• _What needs to be done_
Search the data below for the word "cabinet" and report how many lines contain it, with no added words.

• _Dataset extract_
★ ★ ★ ★ ★ ★ ★
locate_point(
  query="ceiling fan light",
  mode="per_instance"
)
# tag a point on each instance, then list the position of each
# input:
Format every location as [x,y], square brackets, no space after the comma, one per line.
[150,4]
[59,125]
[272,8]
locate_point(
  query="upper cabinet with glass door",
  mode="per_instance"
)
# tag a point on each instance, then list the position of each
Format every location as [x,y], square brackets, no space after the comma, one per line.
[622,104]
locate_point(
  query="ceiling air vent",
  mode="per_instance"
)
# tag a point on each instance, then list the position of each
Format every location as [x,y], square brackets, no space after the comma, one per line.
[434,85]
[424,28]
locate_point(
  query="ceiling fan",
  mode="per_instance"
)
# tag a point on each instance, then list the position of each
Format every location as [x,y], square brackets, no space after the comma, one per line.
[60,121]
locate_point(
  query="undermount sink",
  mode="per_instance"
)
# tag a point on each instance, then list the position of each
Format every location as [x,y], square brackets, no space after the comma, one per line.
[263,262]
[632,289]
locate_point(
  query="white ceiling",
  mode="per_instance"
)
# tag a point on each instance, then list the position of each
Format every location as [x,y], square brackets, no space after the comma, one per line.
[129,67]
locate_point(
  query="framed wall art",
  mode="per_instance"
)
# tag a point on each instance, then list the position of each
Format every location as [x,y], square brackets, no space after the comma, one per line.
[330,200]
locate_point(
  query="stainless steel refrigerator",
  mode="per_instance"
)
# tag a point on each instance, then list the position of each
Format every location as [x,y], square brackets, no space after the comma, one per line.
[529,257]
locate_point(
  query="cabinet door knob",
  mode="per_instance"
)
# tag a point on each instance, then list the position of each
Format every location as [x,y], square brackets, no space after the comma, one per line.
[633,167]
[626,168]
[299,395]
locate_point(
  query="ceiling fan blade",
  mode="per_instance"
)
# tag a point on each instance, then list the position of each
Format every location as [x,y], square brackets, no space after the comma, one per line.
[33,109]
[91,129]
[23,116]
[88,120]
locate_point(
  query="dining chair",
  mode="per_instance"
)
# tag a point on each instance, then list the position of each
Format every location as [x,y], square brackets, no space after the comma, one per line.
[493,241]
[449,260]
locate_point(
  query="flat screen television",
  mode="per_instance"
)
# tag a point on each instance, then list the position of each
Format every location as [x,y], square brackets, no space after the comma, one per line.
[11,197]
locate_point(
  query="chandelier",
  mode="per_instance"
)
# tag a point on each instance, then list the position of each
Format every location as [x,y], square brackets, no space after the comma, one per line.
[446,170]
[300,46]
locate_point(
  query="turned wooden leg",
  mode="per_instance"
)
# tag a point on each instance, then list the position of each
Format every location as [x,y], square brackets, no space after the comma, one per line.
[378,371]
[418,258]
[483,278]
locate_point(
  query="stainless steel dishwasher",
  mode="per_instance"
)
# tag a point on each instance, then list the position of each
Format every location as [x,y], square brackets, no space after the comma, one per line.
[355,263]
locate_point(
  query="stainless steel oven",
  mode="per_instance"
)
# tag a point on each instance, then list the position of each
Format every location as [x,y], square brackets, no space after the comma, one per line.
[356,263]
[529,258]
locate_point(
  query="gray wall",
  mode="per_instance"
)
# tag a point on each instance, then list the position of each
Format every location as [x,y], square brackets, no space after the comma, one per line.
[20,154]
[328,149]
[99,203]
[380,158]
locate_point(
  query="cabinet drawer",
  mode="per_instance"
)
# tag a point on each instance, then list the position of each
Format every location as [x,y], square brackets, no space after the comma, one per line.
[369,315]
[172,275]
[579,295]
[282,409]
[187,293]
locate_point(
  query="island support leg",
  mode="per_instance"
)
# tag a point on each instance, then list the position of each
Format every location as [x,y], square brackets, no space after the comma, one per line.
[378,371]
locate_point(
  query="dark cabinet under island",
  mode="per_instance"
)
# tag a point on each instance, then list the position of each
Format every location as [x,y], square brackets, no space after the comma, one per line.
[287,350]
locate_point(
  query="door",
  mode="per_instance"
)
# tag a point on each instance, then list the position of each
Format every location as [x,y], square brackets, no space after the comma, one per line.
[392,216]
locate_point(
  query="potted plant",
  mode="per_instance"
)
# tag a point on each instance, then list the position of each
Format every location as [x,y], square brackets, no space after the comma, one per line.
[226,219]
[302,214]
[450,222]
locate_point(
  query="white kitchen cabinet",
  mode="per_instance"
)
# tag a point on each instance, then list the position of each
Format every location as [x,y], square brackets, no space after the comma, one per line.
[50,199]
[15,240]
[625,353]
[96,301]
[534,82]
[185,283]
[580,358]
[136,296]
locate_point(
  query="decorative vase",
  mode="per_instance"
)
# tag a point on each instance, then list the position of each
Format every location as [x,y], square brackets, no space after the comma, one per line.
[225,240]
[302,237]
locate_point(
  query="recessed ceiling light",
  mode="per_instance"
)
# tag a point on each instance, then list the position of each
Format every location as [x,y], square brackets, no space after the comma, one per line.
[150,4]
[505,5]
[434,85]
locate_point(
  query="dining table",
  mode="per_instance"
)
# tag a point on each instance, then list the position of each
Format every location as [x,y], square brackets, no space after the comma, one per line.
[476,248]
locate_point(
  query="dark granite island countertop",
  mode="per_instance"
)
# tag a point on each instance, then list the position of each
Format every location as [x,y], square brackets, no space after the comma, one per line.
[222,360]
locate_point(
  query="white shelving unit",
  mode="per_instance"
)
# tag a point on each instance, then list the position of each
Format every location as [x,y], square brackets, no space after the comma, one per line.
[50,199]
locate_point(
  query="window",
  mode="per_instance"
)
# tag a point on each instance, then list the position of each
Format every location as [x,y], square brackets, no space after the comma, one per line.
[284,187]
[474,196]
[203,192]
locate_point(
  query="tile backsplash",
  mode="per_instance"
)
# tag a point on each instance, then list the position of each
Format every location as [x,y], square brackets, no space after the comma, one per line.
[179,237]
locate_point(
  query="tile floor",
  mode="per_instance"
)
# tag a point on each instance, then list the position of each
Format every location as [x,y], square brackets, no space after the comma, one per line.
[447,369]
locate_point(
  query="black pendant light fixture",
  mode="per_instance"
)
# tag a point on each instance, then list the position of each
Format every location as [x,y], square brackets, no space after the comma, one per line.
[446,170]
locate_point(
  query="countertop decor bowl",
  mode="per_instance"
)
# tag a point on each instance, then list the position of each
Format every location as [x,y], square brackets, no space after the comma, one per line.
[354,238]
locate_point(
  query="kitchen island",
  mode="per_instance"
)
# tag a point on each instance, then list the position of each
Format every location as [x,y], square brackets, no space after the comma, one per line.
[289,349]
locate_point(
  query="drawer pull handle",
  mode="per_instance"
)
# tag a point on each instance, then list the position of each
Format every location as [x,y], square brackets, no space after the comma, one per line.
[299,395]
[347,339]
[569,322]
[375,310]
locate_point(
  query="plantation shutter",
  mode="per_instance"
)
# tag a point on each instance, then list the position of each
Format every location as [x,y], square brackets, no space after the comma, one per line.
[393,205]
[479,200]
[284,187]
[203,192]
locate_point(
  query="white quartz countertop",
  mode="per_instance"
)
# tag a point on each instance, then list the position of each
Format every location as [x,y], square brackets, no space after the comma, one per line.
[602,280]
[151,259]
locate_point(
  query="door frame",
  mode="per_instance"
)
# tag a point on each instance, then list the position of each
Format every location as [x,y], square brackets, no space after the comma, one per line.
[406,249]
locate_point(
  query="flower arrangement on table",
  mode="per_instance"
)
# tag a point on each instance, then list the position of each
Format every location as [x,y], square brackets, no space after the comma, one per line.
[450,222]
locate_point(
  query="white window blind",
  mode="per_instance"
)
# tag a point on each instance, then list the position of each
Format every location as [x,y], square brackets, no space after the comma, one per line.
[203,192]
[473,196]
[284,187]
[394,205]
★ ★ ★ ★ ★ ★ ★
• _Solution to this exercise_
5